- [AVAILABLE RECORDS]:
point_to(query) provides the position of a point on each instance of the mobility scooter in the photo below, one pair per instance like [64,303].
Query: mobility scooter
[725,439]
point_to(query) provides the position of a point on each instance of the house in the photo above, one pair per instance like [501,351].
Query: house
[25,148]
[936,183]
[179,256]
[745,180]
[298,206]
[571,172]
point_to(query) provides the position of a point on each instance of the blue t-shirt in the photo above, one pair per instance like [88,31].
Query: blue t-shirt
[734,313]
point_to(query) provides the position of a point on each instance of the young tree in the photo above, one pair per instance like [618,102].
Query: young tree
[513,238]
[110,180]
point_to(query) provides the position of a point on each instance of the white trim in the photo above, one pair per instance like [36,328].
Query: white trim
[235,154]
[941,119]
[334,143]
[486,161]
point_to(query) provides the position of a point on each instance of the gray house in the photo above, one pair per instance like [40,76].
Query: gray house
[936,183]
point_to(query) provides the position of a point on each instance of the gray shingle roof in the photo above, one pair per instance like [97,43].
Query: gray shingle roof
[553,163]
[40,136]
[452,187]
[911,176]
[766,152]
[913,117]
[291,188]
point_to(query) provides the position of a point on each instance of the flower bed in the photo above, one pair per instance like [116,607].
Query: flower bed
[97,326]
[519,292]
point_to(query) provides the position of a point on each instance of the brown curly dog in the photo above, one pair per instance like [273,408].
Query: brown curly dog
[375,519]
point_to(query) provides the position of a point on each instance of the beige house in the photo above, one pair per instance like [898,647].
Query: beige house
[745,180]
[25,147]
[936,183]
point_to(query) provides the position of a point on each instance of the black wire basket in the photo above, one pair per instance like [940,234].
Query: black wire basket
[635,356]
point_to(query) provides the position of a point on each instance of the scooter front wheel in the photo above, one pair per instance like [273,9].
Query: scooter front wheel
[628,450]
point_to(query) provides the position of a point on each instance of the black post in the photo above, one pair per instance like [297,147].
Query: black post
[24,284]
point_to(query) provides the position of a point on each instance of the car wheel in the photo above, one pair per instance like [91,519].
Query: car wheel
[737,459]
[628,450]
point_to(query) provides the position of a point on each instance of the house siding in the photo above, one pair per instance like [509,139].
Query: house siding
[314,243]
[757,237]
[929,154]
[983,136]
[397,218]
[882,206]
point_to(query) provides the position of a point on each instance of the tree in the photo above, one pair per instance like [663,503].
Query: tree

- [WHAT THE TASK REQUIRES]: Your task is to transcribe the listing above in full, exactly as given.

- [WRITTEN SOLUTION]:
point_to(query) provides the position of a point on each instance of the mobility scooter in the photo below, one pair per instance like [64,303].
Query: mobility scooter
[725,439]
point_to(query) provides the position of a point on each instance of the house in the photo above, one pair per instance like [501,351].
Query: house
[25,148]
[936,183]
[179,256]
[745,180]
[298,206]
[571,172]
point_to(query) provides the position of a point on each instance of the blue t-shirt in the photo above, one pair per instance like [88,31].
Query: blue t-shirt
[734,313]
point_to(query) provides the position of a point on each instance of the young tree in the photo above, one pair per instance like [618,102].
Query: young tree
[513,238]
[110,180]
point_to(query) provides the position of a point on each instance of the white trim in the photo above, one pair per instance like [36,328].
Query: white trim
[235,154]
[941,119]
[334,143]
[486,161]
point_to(query) provides the position of a point on each instance of the gray house in the photo above, one pair per instance like [40,76].
Query: gray house
[936,183]
point_to(query) provides the position of a point on each instance of the gray shingle roof in the photo above, one pair per instance like [97,43].
Query: gray shingle roof
[553,163]
[40,136]
[452,187]
[911,176]
[766,152]
[913,117]
[291,188]
point_to(query) provides the position of a point on each instance of the flower bed in the photo above, one pair per instance like [116,607].
Query: flower bed
[97,326]
[519,292]
point_to(query) provides the position of a point on each instance of the brown curly dog in the photo above, one pair per instance like [273,408].
Query: brown curly dog
[375,519]
point_to(query) provides the position of a point on each instance of the beige house in the photo above, one pair per instance like [898,647].
Query: beige house
[745,180]
[25,147]
[936,183]
point_to(query) provides the position of a point on each instance of the black wire basket in the photo above, one pair per instance like [940,234].
Query: black wire basket
[635,356]
point_to(query) provides the position of a point on each instance of the scooter front wheel in the photo above, one pair per instance like [273,9].
Query: scooter front wheel
[628,450]
point_to(query) provides the position of a point on each instance of the black post in the photo above, one pair per instance like [297,147].
Query: black post
[24,284]
point_to(query) provides the position of a point on each instance of the car wheel in the photo above, one pair per instance like [91,519].
Query: car wheel
[737,459]
[628,450]
point_to(query) provides the position of a point on each instance of the house siding in the photo above, one pair per instance like [509,139].
Query: house siding
[314,243]
[757,237]
[929,154]
[983,136]
[397,218]
[882,206]
point_to(query) provides the position of a point on each instance of the tree in the photo above, one pair per instance like [663,503].
Query: tree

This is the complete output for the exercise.